▸ Required work
Please proceed with the article on Brexit and UK promotional products companies, continuing it after its final sentence.

---------- Text under study

It is still the early days of Brexit and questions remain on how it is affecting companies and their business in the UK, and the effects it will continue to have in the future. Trevill expects that there will be changes ahead for promotional products companies in the country. She says, “We are inundated with queries on duty, taxes and origin of goods—particularly those incoming under WTO [World Trade Organization] rules into areas where free-trade agreements exists. We are also experiencing challenges with carriers who will no longer transport certain goods via road due to the new customs complexities and exporters who feel this is ‘too difficult’ to export to the UK. Obviously, this is great for British manufacturers and with a greater emphasis to ‘Buy British,’ this will help rapid growth for some sectors.”

Geiger is also mapping out the post-Brexit landscape. Lantz says, “As the finer details of the Brexit deal are becoming clearer, there are certainly nuances within the agreement that will change the way we manage our supply chain. Country of origin of the product is a critical factor in future cross-border transactions and will influence the route of supply we use. The goal is to prevent multiple cross-border movements. For example, we will use the most direct route for merchandise that originates in China to delivery. We will be looking at each order to make sure the most direct supply chain is used to prevent multiple duties being applied. Again, our production partners are supporting us in this task."

Oster shares PF Concepts’ expectations: “Brexit does require some changes in administrative and logistic flows, which PF Concept did organize and adapted internally and with our forwarders during the last year. At the start and moment, we experience some lead time increases from the UK to Continental Europe caused by IT capacity constraints within the UK administration at the border, but we do believe this will not last. We count on to get back a normal delivery schedule, after the challenging start for the UK.”

--------------------
---------- Records supplied

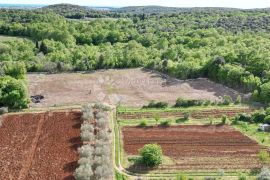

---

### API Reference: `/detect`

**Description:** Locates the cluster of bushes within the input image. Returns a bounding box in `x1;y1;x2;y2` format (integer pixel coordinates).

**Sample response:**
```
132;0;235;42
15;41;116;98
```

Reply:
139;144;162;167
0;61;29;111
74;104;113;180
174;95;241;107
143;101;169;108
142;95;242;109
235;108;270;125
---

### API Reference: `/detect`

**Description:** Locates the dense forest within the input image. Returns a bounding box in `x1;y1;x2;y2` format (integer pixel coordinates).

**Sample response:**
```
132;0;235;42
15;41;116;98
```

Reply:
0;5;270;108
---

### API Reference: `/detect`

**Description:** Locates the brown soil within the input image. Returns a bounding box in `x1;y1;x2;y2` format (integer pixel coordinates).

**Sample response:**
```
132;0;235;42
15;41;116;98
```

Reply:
122;125;264;170
0;112;81;180
117;107;254;119
28;69;243;107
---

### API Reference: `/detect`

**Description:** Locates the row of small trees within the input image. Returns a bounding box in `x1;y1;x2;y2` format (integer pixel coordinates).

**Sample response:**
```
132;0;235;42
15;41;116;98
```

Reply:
74;104;113;180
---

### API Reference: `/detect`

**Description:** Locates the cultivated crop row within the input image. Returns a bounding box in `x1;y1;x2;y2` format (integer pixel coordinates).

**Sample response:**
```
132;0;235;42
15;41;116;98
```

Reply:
122;125;265;171
74;104;113;180
117;108;254;119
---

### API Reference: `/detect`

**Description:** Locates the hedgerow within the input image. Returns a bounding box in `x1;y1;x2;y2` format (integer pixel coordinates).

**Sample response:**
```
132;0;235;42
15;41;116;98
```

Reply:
74;104;113;180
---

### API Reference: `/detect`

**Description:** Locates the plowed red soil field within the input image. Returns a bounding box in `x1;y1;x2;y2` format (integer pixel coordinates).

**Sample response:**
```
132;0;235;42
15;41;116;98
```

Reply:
122;125;265;170
117;107;254;119
0;111;81;180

--------------------

▸ Result below
As to whether Brexit will cause his company to change how it operates in the UK and across international borders, Whiteside says that the short answer is “yes.” Expanding, he says, “The trade regulations are going to vary by country versus one entity with the EU. The INCOTERMS [International Commercial Terms] available from local couriers, small parcel and other carriage providers also vary based up on VAT registration by country. These new developments alter both the freight component of the equation as well as the invoicing component for our customers and our suppliers. Both sides—the UK and the EU—continue to provide more guidance and clarity to the shipping requirements and VAT implications. While clarity is good, it also continues to change some of our assumptions made even one week prior. Regardless of the challenges, Brand Addition remains committed to supporting our customers and our suppliers to provide the most cost-effective supply routes to ensure timely delivery of our client's creative branded merchandise. Additionally, we will continue to look at which of our warehouse distribution hubs make the most sense to minimize the impact of Brexit while still offering in market inventory and delivery solutions that our customers continue to count on.”

Trevill adds, “With a UK national lockdown now in force as well, BPMA members are digging deep to see the way forward. We will overcome the changes in time as we settle in but with rules still changing in the year ahead, we will all need to stay one step ahead to keep on top of the red tape to stay profitable.”